* [BRIEF] Without changing anything, transcribe all of the entries.
[GIVEN ENTRIES Boundary: Start]
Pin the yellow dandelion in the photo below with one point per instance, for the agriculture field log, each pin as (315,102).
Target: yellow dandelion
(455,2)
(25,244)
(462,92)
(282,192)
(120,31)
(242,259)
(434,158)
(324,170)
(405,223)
[GIVEN ENTRIES Boundary: End]
* [SOLUTION FOR THIS PROBLEM]
Pin the yellow dandelion in the photo below with one point per instance, for the agriculture field log, each pin as (315,102).
Target: yellow dandelion
(455,2)
(25,244)
(462,92)
(282,192)
(120,31)
(242,259)
(434,158)
(324,170)
(405,223)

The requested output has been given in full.